* Start Data for this task *

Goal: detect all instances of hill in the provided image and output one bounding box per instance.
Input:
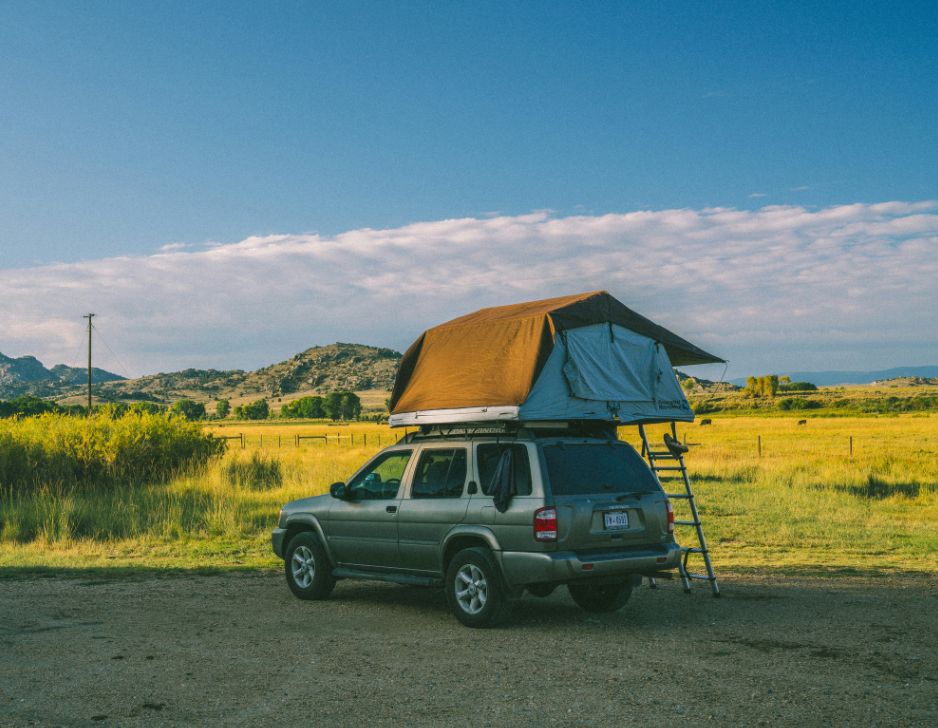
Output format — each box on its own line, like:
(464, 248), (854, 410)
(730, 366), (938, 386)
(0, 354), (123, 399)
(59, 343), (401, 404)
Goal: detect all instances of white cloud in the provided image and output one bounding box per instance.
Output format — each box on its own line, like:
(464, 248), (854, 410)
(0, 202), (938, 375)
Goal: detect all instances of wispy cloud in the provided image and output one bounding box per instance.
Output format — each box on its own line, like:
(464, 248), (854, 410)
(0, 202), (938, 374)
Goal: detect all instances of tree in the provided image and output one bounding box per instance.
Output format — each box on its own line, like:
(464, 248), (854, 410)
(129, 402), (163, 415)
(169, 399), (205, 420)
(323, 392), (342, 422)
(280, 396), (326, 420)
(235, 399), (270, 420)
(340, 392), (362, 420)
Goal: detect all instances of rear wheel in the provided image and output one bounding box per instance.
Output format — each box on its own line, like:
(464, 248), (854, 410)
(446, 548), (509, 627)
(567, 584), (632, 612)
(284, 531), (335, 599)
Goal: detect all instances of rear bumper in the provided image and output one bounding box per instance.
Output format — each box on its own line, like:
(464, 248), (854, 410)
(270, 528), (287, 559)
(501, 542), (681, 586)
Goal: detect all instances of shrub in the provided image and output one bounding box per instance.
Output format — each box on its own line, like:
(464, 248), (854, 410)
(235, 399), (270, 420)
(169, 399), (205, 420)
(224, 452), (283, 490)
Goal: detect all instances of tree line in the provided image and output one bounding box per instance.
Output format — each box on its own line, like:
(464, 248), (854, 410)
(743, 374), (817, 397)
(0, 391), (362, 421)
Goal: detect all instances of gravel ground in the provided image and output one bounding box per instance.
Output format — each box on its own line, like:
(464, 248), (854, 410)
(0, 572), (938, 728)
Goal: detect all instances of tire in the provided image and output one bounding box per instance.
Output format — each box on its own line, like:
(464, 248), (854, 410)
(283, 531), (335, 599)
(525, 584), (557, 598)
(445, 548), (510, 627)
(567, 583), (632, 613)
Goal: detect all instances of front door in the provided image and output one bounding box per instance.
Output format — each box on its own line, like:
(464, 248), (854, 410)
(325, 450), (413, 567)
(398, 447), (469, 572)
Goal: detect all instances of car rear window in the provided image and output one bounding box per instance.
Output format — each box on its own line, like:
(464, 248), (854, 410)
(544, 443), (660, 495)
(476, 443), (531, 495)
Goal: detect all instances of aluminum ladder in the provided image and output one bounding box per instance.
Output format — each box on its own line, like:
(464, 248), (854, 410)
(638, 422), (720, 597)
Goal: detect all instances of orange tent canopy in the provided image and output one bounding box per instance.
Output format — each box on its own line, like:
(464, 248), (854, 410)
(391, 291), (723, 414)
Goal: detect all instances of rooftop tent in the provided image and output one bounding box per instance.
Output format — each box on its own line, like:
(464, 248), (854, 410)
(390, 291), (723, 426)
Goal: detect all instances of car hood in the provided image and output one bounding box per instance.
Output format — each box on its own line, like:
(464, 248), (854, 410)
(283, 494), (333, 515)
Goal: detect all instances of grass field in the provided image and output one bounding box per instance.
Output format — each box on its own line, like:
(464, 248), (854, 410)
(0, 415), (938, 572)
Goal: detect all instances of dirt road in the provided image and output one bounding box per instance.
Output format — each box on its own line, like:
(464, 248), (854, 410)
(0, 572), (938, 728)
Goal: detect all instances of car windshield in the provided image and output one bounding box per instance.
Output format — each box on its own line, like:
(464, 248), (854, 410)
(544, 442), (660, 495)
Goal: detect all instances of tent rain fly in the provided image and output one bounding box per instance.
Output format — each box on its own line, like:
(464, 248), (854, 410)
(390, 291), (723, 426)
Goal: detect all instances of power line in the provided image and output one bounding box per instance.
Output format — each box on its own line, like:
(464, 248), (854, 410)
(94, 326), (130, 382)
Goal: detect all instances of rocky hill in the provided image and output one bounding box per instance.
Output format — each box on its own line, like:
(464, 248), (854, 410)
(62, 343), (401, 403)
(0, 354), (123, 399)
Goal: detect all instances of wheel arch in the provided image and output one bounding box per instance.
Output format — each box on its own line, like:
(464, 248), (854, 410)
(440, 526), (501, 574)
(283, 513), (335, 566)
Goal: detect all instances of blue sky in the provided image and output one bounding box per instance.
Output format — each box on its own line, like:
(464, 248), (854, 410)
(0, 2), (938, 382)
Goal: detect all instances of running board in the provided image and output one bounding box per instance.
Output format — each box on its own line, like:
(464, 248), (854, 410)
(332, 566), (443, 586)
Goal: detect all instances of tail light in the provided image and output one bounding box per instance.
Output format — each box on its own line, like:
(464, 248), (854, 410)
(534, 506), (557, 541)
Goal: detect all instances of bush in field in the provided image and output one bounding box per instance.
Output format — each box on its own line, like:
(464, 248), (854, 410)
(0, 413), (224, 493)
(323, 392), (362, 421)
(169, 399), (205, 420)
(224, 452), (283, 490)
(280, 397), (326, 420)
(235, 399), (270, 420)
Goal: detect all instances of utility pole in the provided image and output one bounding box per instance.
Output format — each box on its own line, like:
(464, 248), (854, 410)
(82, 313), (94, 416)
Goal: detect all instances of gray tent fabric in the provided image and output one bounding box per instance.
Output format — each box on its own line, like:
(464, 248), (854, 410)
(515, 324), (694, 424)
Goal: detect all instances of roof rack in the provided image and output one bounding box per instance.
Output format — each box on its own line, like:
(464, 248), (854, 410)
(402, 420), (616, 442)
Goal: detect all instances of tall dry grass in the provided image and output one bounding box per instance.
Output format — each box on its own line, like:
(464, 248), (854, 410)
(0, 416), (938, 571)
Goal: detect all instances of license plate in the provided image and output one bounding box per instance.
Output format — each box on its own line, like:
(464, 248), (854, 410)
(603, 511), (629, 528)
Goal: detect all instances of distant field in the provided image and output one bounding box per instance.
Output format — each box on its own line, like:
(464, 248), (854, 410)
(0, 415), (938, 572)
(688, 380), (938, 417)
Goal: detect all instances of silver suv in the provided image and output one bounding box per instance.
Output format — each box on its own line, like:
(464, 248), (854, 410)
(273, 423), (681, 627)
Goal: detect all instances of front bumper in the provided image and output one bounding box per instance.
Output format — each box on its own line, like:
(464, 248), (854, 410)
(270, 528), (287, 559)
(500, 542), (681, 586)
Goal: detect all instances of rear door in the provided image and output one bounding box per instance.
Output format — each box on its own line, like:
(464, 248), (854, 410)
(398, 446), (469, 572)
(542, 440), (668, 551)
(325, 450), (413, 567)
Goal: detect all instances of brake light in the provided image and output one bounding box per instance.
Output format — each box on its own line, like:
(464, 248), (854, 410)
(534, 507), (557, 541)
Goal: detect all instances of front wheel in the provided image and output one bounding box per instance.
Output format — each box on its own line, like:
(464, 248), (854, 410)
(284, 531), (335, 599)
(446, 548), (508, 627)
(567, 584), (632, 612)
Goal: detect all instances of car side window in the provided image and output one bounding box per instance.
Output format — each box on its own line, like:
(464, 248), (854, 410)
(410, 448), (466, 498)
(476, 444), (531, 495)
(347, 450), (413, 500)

* End Data for this task *
* Start Data for this task *

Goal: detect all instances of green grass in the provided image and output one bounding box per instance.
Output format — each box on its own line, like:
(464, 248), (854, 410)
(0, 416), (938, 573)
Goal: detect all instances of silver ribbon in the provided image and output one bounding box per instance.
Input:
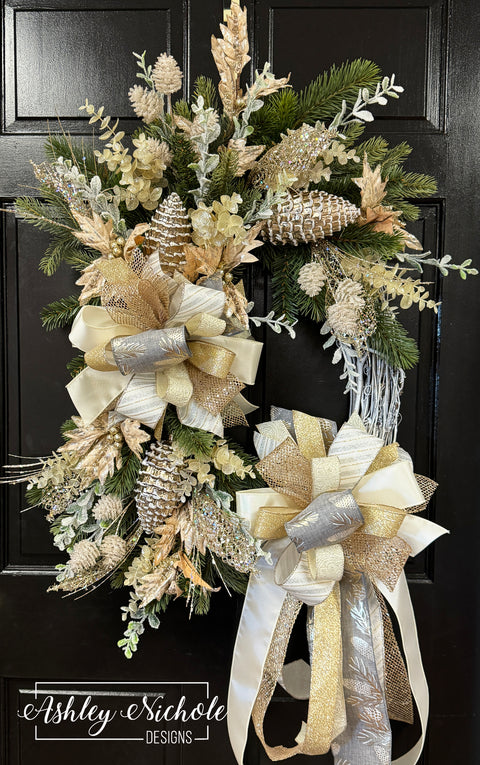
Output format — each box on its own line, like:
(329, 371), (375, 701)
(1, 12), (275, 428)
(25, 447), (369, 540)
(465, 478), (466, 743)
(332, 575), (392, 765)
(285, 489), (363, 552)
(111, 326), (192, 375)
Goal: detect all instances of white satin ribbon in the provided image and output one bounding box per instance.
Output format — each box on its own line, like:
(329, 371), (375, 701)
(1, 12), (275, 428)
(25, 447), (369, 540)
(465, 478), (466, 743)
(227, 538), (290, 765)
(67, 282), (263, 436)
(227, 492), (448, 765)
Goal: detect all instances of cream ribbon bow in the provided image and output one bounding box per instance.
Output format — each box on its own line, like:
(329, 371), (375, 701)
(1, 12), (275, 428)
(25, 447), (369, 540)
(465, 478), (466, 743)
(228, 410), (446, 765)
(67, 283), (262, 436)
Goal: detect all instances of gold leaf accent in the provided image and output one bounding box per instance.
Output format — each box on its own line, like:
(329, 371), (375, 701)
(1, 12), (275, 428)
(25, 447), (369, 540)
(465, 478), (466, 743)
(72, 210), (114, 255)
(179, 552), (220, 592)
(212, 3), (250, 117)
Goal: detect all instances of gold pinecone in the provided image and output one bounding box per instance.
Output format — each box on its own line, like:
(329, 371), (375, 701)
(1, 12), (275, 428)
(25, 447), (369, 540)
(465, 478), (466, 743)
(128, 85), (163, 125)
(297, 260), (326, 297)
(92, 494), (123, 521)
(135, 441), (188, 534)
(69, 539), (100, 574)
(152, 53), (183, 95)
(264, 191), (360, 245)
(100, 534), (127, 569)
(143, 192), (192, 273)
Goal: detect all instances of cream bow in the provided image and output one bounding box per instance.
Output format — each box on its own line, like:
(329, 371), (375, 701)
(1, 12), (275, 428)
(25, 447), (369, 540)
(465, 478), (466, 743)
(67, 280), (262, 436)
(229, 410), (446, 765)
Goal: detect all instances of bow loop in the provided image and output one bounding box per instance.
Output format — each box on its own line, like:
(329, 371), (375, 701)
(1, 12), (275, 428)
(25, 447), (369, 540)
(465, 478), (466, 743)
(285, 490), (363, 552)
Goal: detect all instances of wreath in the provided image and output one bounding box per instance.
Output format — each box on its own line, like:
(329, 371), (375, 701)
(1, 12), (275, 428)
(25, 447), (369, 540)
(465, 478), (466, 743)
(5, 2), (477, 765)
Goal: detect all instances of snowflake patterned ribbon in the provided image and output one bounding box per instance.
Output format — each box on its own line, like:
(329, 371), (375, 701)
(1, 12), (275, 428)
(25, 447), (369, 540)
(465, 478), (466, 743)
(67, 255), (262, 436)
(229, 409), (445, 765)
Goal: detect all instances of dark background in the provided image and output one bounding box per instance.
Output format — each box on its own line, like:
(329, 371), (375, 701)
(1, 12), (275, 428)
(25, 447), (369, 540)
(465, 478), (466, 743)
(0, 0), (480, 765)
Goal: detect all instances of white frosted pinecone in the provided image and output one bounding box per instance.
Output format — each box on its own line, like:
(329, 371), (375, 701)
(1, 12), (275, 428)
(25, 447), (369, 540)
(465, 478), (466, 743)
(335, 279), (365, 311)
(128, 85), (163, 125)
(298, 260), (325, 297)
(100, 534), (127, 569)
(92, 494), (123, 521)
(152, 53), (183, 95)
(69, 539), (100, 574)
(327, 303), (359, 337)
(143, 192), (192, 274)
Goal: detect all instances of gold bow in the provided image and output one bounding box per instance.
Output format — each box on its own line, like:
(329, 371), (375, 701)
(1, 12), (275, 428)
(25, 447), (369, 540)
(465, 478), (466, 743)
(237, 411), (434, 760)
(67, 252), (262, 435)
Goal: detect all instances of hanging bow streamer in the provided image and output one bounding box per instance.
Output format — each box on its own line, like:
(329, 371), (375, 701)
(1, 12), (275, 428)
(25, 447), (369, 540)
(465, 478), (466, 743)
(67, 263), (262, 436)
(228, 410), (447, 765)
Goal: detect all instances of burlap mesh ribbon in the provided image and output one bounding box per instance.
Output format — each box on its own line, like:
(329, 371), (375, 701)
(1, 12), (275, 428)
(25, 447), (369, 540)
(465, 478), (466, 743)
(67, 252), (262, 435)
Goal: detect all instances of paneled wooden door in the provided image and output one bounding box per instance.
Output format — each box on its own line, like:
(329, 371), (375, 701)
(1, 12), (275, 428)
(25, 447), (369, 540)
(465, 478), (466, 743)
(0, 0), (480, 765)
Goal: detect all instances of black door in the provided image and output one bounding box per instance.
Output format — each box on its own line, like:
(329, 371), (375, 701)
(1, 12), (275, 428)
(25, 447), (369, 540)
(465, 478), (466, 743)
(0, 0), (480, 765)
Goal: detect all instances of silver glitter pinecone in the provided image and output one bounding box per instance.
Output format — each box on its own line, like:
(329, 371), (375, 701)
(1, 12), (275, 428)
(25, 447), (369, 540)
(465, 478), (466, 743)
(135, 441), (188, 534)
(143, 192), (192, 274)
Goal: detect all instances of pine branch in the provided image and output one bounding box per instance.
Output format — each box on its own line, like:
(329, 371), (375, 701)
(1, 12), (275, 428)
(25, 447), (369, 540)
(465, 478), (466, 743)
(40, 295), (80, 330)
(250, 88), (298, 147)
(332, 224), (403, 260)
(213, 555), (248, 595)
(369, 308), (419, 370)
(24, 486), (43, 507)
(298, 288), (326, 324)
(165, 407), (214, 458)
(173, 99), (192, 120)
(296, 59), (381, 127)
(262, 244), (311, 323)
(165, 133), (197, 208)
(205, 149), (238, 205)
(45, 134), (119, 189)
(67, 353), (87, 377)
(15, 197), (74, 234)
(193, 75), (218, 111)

* End Data for this task *
* Start Data for this task *

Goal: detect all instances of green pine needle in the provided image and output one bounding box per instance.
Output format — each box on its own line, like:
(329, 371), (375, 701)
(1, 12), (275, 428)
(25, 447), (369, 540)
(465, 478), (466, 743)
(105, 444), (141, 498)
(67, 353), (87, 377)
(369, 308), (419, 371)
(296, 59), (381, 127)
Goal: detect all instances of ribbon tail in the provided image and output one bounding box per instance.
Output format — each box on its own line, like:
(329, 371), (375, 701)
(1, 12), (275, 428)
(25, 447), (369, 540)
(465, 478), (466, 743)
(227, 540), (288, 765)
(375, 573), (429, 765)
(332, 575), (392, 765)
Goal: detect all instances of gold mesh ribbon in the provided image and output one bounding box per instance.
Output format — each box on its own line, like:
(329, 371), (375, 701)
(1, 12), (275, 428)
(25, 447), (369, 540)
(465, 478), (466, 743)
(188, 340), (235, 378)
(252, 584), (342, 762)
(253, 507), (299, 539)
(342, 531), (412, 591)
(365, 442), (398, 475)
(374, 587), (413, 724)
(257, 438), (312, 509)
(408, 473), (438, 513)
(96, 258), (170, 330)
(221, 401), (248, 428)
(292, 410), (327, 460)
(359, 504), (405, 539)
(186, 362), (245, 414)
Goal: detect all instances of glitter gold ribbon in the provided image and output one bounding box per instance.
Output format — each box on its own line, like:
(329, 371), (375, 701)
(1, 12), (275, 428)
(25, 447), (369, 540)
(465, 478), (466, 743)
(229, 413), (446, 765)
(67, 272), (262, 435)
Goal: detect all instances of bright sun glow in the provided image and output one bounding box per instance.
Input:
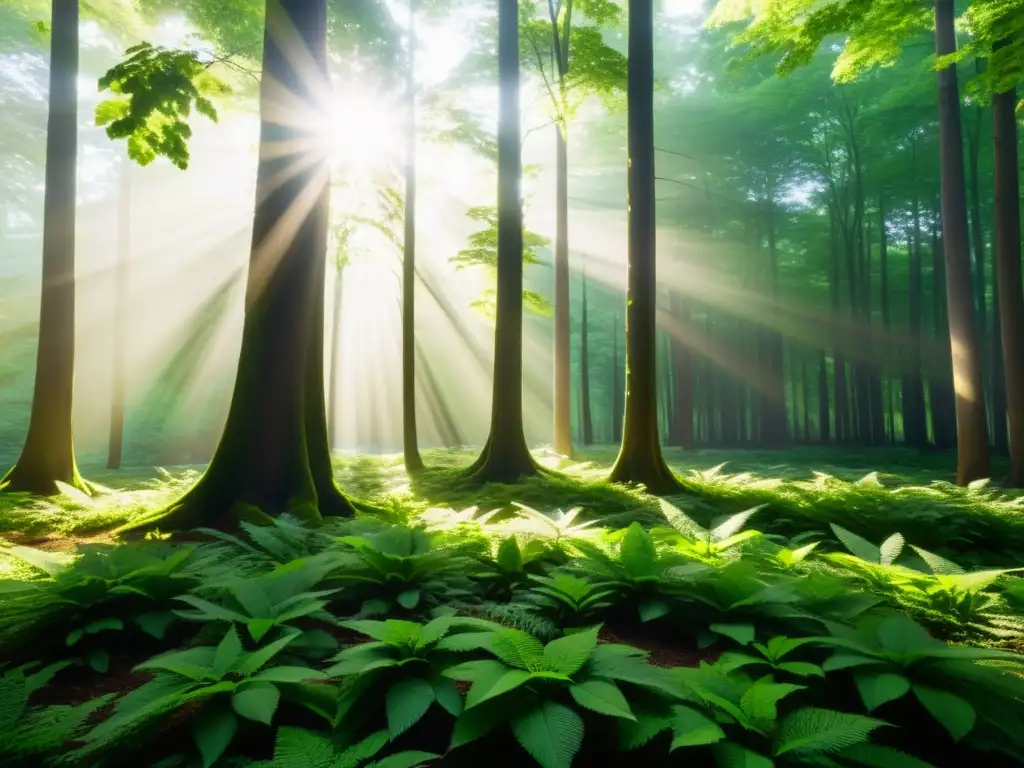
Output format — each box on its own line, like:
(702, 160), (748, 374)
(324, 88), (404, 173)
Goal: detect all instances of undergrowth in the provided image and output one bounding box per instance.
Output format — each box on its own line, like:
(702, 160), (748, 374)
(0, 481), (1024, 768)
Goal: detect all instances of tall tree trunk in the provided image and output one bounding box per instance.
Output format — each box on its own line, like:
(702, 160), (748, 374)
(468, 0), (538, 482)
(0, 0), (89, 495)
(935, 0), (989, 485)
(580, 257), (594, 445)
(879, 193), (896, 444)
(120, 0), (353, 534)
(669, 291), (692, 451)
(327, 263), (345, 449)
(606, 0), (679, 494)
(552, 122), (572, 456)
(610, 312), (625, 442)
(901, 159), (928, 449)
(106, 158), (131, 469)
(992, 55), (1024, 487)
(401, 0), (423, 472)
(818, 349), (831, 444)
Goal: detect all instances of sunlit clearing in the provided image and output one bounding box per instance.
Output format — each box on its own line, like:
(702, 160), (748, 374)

* End Data for this task *

Your task. Gather each line of the listing above that contains the word "front". Matching is case-sensitive.

Task response.
Goal: detect all instances of front door in the provided image and output one bounding box per instance.
Goal: detect all instances of front bumper in the provided image and output one bounding box per instance.
Goal: detect all instances of front wheel in the provided image and output one bounding box per instance.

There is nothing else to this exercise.